练习说明: 在关于 HDFS 设置的文段中，哪一种 HDFS 身份验证方式被标注为建议使用？

所给文段:
+++++

HDFS 设置¶

Driverless AI 让您能从 Driverless AI 应用程序内搜索 HDFS 数据源。本节介绍如何配置 Driverless AI 与 HDFS 配合使用。

请注意：根据您所安装的 Docker 版本，在启动 Driverless AI Docker 映像时，使用 docker run --runtime=nvidia (>= Docker 19.03) 或 nvidia-docker (< Docker 19.03) 命令。使用 docker version 检查所使用的 Docker 版本。

配置属性说明¶

Hdfs_config_path （必须设置）：HDFS 配置文件夹路径位置。此文件夹可包含多个配置文件。
Hdfs_auth_type （必须设置）：指定 HDFS 身份验证。可用值如下：
- principal: 使用主用户对 HDFS 进行身份验证。
- keytab: 使用密钥表进行身份验证（建议）。如果将 DAI 作为一项服务运行，则 Kerberos 密钥表的所有者需为 DAI 用户。

+++++

数据摘录:
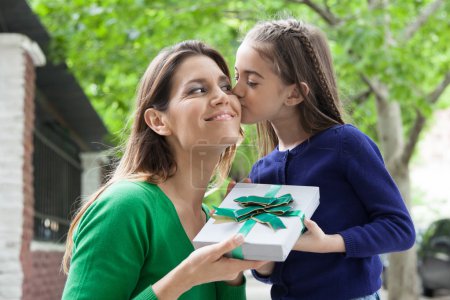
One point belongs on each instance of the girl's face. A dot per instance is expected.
(202, 108)
(261, 92)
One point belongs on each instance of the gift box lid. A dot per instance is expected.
(262, 242)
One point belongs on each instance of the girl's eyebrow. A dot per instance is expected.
(250, 72)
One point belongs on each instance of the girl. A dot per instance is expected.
(286, 84)
(133, 238)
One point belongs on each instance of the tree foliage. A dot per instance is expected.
(386, 54)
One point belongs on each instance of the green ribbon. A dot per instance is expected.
(256, 209)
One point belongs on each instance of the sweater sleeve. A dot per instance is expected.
(110, 245)
(389, 226)
(225, 291)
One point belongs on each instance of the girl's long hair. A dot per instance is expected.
(147, 155)
(299, 53)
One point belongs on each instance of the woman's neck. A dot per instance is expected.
(194, 169)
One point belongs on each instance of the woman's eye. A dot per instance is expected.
(251, 83)
(198, 90)
(227, 88)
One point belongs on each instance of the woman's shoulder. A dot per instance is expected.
(129, 195)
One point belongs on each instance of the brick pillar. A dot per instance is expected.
(92, 177)
(18, 58)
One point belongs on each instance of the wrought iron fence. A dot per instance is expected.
(57, 184)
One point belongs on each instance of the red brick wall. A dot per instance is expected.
(28, 208)
(47, 279)
(42, 278)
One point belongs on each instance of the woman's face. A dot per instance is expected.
(260, 91)
(202, 108)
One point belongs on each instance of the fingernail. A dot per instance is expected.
(239, 238)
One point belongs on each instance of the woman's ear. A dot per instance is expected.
(295, 96)
(156, 120)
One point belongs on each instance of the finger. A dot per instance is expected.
(226, 246)
(246, 180)
(311, 225)
(231, 185)
(242, 265)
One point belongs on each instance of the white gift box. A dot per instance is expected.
(262, 242)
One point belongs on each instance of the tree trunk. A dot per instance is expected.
(402, 271)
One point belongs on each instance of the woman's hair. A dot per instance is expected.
(299, 53)
(147, 155)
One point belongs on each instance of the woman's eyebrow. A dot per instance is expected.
(221, 78)
(251, 72)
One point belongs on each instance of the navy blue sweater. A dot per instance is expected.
(358, 200)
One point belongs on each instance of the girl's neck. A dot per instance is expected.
(289, 131)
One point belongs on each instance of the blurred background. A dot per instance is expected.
(68, 76)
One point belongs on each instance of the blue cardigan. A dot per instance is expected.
(358, 200)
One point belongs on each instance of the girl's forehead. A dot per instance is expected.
(248, 58)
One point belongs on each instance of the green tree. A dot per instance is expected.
(392, 62)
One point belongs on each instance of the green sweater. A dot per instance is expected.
(127, 240)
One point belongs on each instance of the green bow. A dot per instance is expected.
(264, 210)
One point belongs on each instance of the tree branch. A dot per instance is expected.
(419, 123)
(423, 16)
(362, 96)
(373, 85)
(440, 88)
(326, 14)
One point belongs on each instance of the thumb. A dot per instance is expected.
(229, 244)
(231, 185)
(311, 225)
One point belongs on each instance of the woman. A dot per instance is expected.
(133, 238)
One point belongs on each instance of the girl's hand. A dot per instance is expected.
(204, 265)
(315, 240)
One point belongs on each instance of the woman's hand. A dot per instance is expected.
(315, 240)
(204, 265)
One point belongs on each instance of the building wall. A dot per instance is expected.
(25, 273)
(14, 150)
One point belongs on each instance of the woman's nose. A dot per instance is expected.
(221, 98)
(237, 90)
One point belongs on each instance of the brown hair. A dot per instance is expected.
(146, 154)
(299, 53)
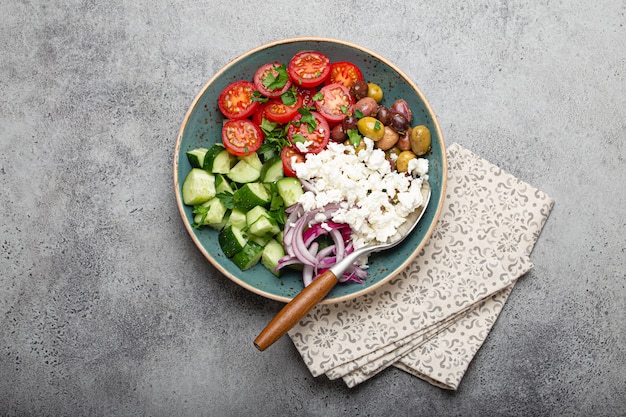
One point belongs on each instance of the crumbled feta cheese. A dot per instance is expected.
(372, 199)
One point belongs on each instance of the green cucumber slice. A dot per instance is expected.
(272, 252)
(260, 223)
(248, 256)
(219, 160)
(210, 213)
(272, 170)
(198, 187)
(290, 189)
(243, 172)
(231, 240)
(196, 157)
(250, 195)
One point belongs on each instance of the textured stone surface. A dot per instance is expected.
(107, 307)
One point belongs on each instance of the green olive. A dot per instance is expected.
(402, 164)
(371, 128)
(374, 91)
(389, 139)
(361, 146)
(420, 140)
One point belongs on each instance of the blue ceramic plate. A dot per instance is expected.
(202, 127)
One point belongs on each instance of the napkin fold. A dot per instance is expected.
(432, 318)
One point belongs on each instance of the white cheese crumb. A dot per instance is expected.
(373, 199)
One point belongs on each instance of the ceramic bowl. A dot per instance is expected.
(201, 127)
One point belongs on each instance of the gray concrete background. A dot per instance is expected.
(107, 307)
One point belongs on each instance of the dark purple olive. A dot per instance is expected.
(367, 106)
(349, 123)
(337, 134)
(358, 90)
(384, 115)
(399, 123)
(402, 107)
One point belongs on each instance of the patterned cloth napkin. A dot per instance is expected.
(432, 318)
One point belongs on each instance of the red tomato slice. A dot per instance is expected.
(275, 84)
(345, 73)
(287, 155)
(260, 113)
(235, 101)
(336, 103)
(306, 141)
(277, 111)
(307, 96)
(309, 68)
(241, 137)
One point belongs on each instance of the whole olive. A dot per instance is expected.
(358, 90)
(420, 140)
(374, 91)
(349, 123)
(399, 123)
(371, 128)
(384, 115)
(402, 107)
(389, 139)
(337, 134)
(367, 106)
(404, 143)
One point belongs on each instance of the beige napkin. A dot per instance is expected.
(432, 318)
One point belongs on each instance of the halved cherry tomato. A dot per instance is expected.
(309, 134)
(272, 79)
(345, 73)
(277, 111)
(309, 68)
(235, 101)
(307, 96)
(241, 137)
(336, 103)
(287, 155)
(260, 113)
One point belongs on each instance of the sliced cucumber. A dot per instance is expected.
(198, 187)
(243, 172)
(232, 240)
(260, 223)
(272, 252)
(210, 213)
(222, 185)
(248, 256)
(219, 160)
(253, 160)
(272, 170)
(290, 189)
(237, 218)
(196, 157)
(250, 195)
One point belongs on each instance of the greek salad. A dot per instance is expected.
(311, 165)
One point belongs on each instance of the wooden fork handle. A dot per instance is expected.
(296, 309)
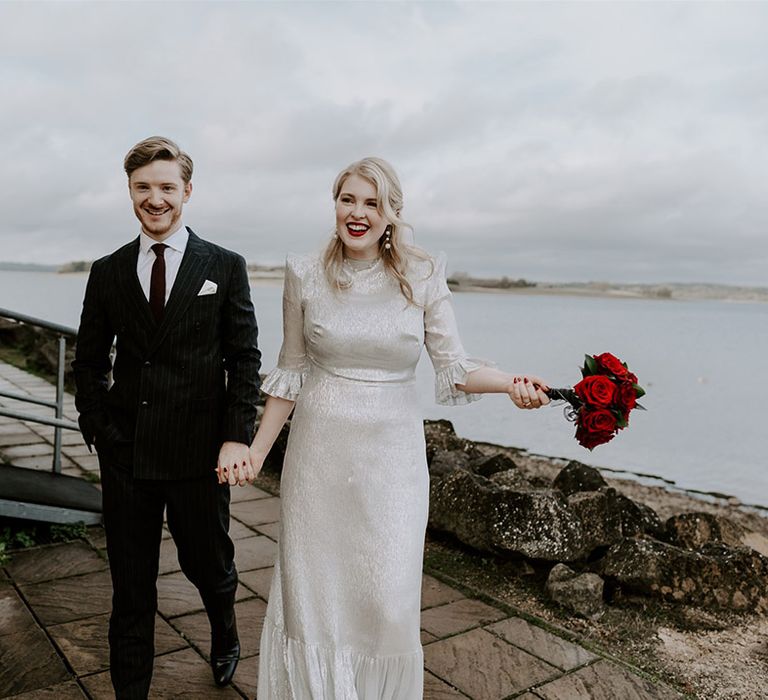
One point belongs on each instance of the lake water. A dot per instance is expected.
(702, 363)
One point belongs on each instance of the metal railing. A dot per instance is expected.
(58, 422)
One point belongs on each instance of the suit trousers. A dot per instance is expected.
(198, 519)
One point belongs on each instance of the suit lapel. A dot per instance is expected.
(191, 275)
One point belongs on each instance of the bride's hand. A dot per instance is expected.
(527, 391)
(257, 462)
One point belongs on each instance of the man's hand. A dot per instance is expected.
(234, 465)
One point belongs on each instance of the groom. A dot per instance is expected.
(183, 400)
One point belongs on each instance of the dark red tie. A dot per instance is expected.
(157, 282)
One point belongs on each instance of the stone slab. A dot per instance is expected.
(271, 530)
(85, 643)
(181, 674)
(434, 592)
(45, 463)
(38, 449)
(427, 638)
(483, 666)
(435, 689)
(258, 512)
(458, 616)
(14, 615)
(56, 561)
(62, 691)
(72, 598)
(604, 681)
(255, 553)
(29, 662)
(238, 531)
(546, 646)
(176, 595)
(259, 581)
(169, 557)
(246, 678)
(249, 492)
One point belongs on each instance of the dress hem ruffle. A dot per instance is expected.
(294, 670)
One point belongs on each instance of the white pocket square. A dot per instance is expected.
(208, 288)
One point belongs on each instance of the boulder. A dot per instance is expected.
(638, 518)
(488, 466)
(716, 575)
(600, 516)
(576, 477)
(581, 593)
(693, 530)
(535, 523)
(443, 462)
(511, 479)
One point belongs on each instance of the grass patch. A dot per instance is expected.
(21, 534)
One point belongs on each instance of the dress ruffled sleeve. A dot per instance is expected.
(441, 335)
(286, 379)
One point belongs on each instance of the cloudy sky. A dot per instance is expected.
(552, 141)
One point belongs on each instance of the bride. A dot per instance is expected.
(343, 615)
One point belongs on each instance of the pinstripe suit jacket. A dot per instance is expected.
(181, 387)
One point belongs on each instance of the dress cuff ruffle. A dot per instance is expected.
(446, 379)
(283, 383)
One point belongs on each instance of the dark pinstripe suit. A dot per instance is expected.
(180, 389)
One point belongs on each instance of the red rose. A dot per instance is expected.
(596, 390)
(599, 420)
(626, 397)
(610, 364)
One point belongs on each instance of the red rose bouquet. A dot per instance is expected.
(601, 402)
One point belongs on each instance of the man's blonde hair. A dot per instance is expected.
(157, 148)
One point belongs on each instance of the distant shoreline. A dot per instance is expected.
(263, 275)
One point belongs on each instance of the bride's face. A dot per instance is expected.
(359, 223)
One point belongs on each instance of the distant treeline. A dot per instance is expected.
(462, 279)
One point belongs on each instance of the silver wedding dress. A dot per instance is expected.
(343, 616)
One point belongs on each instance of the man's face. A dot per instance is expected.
(159, 193)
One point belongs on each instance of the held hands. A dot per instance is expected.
(234, 467)
(527, 391)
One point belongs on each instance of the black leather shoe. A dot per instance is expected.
(224, 664)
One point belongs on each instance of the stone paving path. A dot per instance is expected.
(55, 600)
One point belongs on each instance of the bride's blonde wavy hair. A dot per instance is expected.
(389, 202)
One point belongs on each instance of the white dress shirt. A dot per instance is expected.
(177, 244)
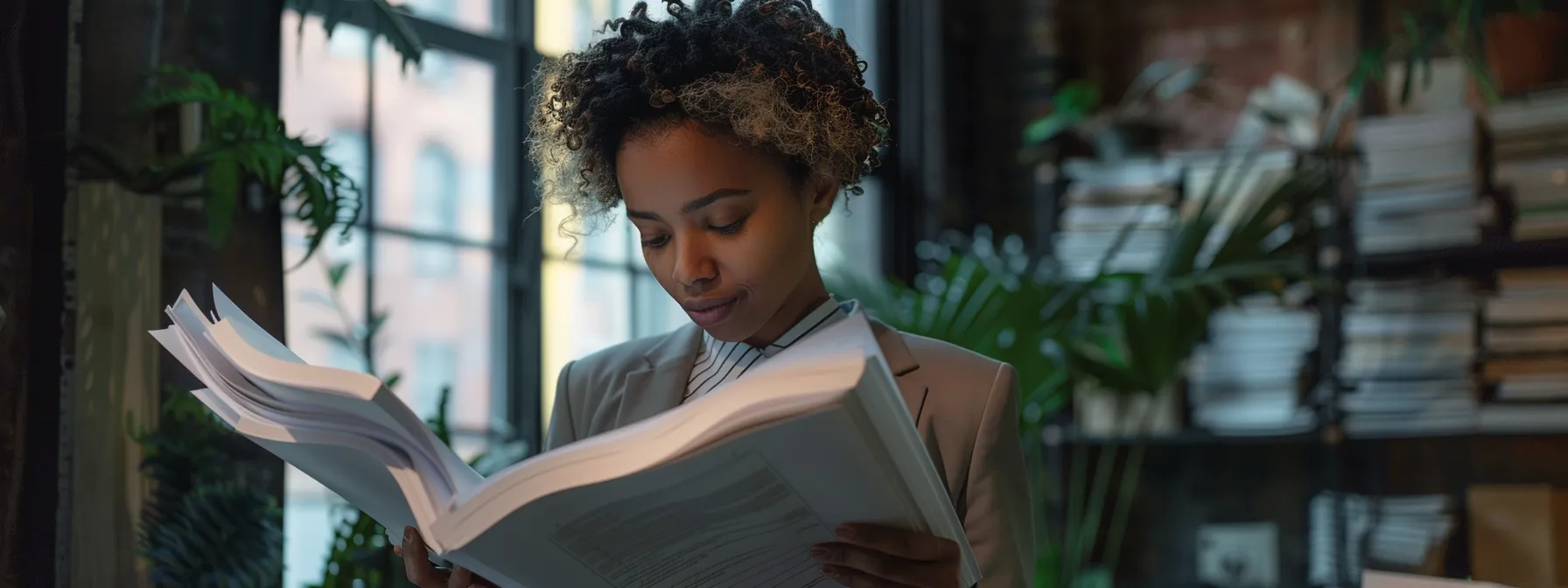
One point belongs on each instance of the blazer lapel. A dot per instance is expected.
(661, 386)
(902, 364)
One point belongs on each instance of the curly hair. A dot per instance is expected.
(770, 73)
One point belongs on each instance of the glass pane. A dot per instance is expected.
(479, 16)
(437, 148)
(438, 330)
(655, 311)
(324, 96)
(585, 309)
(850, 237)
(613, 242)
(322, 318)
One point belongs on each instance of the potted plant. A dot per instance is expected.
(1130, 332)
(1128, 129)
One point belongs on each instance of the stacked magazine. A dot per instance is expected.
(730, 490)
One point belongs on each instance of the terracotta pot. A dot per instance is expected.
(1522, 51)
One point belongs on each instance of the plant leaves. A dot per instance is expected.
(223, 193)
(334, 275)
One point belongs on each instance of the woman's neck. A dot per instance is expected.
(800, 303)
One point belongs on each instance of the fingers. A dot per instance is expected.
(882, 570)
(896, 542)
(416, 564)
(858, 579)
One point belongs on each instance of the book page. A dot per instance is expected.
(744, 526)
(744, 513)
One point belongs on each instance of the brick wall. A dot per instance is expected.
(1247, 41)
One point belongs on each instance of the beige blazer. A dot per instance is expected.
(964, 407)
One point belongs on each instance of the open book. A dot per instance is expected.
(730, 490)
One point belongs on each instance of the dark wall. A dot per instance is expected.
(118, 39)
(32, 196)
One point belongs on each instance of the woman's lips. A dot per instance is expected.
(709, 312)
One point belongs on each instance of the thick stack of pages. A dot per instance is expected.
(1530, 160)
(1247, 376)
(1526, 342)
(1101, 203)
(1401, 534)
(1419, 186)
(1409, 354)
(731, 490)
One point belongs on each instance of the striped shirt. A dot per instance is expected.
(720, 362)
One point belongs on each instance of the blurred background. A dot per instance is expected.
(1284, 279)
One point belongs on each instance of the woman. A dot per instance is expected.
(726, 134)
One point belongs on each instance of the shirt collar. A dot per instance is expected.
(819, 317)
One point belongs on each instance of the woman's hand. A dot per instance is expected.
(425, 574)
(872, 557)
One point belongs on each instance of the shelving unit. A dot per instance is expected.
(1340, 453)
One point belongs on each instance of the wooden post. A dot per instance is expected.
(118, 241)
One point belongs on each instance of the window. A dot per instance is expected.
(429, 253)
(346, 43)
(435, 211)
(441, 248)
(598, 292)
(437, 368)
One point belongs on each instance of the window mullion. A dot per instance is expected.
(369, 211)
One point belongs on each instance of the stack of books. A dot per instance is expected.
(1106, 200)
(1247, 376)
(1421, 184)
(1526, 340)
(1409, 352)
(1530, 162)
(1393, 534)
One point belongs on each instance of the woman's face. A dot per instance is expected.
(724, 229)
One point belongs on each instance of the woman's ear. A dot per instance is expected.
(823, 195)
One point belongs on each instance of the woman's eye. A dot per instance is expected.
(730, 228)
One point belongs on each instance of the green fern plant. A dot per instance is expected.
(388, 22)
(242, 142)
(1128, 332)
(201, 528)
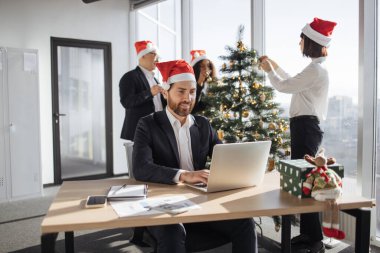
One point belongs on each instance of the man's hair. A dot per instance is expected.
(311, 48)
(197, 69)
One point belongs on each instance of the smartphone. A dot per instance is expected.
(96, 201)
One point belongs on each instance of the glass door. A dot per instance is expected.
(80, 116)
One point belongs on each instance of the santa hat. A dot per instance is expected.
(196, 56)
(144, 47)
(319, 31)
(175, 71)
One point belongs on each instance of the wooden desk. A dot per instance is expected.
(67, 212)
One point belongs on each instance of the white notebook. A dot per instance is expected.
(126, 192)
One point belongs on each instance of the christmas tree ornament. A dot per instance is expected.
(241, 106)
(255, 85)
(220, 134)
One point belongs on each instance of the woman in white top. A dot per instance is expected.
(308, 106)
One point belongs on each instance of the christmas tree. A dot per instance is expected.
(240, 107)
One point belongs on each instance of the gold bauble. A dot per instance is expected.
(256, 85)
(272, 126)
(270, 164)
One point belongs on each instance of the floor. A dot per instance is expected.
(20, 232)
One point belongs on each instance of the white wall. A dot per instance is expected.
(31, 23)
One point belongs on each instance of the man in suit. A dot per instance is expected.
(140, 93)
(172, 146)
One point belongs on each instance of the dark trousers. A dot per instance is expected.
(172, 238)
(306, 138)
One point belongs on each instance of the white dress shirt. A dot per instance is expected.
(309, 89)
(183, 138)
(157, 98)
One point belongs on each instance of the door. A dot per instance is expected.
(82, 109)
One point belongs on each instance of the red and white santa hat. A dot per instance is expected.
(196, 56)
(175, 71)
(144, 47)
(319, 31)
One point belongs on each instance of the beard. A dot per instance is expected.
(182, 109)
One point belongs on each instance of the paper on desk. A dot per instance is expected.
(172, 204)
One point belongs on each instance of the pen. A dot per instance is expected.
(123, 186)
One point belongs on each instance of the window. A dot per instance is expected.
(282, 44)
(214, 27)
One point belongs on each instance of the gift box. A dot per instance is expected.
(293, 174)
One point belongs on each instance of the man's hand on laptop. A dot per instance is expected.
(195, 176)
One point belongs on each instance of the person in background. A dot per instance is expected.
(308, 107)
(140, 92)
(172, 146)
(204, 71)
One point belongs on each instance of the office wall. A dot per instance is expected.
(31, 23)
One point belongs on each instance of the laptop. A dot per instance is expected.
(236, 165)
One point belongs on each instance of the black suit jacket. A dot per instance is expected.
(136, 98)
(155, 151)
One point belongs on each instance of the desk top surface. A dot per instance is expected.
(67, 212)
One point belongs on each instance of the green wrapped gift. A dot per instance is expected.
(293, 174)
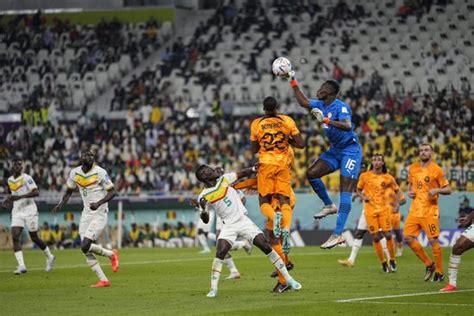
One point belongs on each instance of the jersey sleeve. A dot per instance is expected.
(441, 178)
(253, 131)
(292, 125)
(361, 182)
(344, 112)
(231, 177)
(70, 183)
(30, 183)
(316, 104)
(105, 180)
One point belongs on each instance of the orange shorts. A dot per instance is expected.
(395, 217)
(377, 221)
(273, 179)
(414, 225)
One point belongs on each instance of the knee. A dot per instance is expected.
(85, 246)
(359, 234)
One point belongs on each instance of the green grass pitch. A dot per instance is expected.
(176, 281)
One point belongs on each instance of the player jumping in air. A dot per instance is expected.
(463, 244)
(220, 196)
(22, 189)
(96, 190)
(344, 154)
(425, 182)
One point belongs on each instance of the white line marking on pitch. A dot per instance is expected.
(399, 295)
(413, 303)
(75, 266)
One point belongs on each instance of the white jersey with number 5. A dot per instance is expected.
(225, 200)
(22, 185)
(92, 185)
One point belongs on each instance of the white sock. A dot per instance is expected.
(216, 272)
(203, 242)
(454, 262)
(229, 262)
(19, 258)
(99, 250)
(355, 249)
(47, 252)
(95, 266)
(238, 244)
(383, 242)
(275, 259)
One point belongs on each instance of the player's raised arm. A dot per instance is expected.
(300, 96)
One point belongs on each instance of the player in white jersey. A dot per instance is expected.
(96, 190)
(463, 244)
(22, 190)
(220, 196)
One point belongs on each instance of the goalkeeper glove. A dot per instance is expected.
(318, 114)
(291, 77)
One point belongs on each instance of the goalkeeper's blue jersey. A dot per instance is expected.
(336, 111)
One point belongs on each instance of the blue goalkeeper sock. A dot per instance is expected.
(320, 190)
(343, 213)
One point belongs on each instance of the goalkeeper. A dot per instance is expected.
(344, 153)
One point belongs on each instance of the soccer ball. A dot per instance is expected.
(281, 66)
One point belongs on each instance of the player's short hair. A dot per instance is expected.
(384, 168)
(200, 173)
(334, 85)
(270, 104)
(426, 144)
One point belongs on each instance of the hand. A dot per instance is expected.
(432, 193)
(291, 76)
(94, 206)
(464, 220)
(56, 209)
(318, 114)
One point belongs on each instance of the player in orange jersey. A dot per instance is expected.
(395, 203)
(272, 136)
(372, 189)
(425, 182)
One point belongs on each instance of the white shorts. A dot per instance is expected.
(469, 233)
(25, 219)
(243, 228)
(92, 225)
(205, 227)
(362, 224)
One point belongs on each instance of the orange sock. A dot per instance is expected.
(438, 256)
(287, 216)
(379, 251)
(279, 251)
(418, 250)
(267, 211)
(391, 248)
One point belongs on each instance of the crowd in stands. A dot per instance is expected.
(167, 132)
(54, 64)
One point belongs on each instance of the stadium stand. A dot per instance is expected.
(405, 79)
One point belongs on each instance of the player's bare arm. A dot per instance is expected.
(296, 141)
(446, 190)
(362, 196)
(63, 201)
(254, 147)
(111, 193)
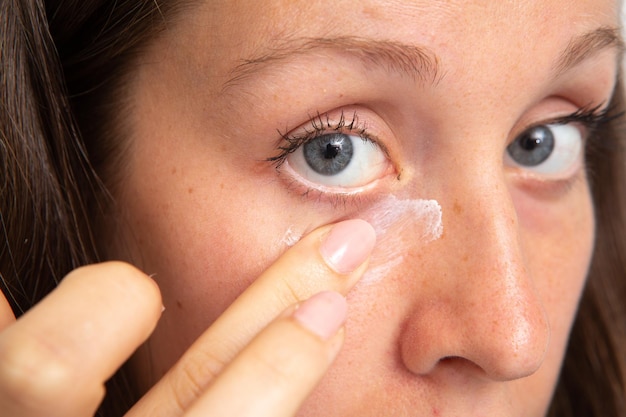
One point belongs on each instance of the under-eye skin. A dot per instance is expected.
(333, 156)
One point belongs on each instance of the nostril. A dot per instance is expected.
(460, 369)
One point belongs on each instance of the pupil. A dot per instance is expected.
(332, 151)
(329, 154)
(530, 142)
(533, 147)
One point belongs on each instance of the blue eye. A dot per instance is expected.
(329, 154)
(339, 160)
(553, 149)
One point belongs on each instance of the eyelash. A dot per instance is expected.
(589, 118)
(319, 125)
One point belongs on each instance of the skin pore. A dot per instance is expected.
(472, 323)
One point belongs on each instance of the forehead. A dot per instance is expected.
(461, 29)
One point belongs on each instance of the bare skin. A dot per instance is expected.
(472, 323)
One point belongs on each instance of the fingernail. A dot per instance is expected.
(348, 244)
(323, 314)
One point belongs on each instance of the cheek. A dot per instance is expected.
(204, 234)
(558, 243)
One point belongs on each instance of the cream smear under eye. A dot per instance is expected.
(399, 223)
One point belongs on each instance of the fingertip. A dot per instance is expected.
(323, 314)
(348, 245)
(125, 280)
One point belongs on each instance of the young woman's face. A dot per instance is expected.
(467, 110)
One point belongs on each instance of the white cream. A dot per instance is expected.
(290, 237)
(399, 223)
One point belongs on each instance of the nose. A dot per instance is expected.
(477, 303)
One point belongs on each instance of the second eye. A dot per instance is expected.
(339, 160)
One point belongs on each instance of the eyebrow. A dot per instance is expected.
(590, 43)
(416, 62)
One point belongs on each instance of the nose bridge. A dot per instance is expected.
(487, 304)
(502, 315)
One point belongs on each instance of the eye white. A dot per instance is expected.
(557, 159)
(338, 160)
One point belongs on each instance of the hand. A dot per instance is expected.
(55, 359)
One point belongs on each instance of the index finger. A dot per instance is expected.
(6, 313)
(330, 258)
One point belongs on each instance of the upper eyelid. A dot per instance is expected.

+++++

输出如下: keytab，即使用密钥表进行身份验证。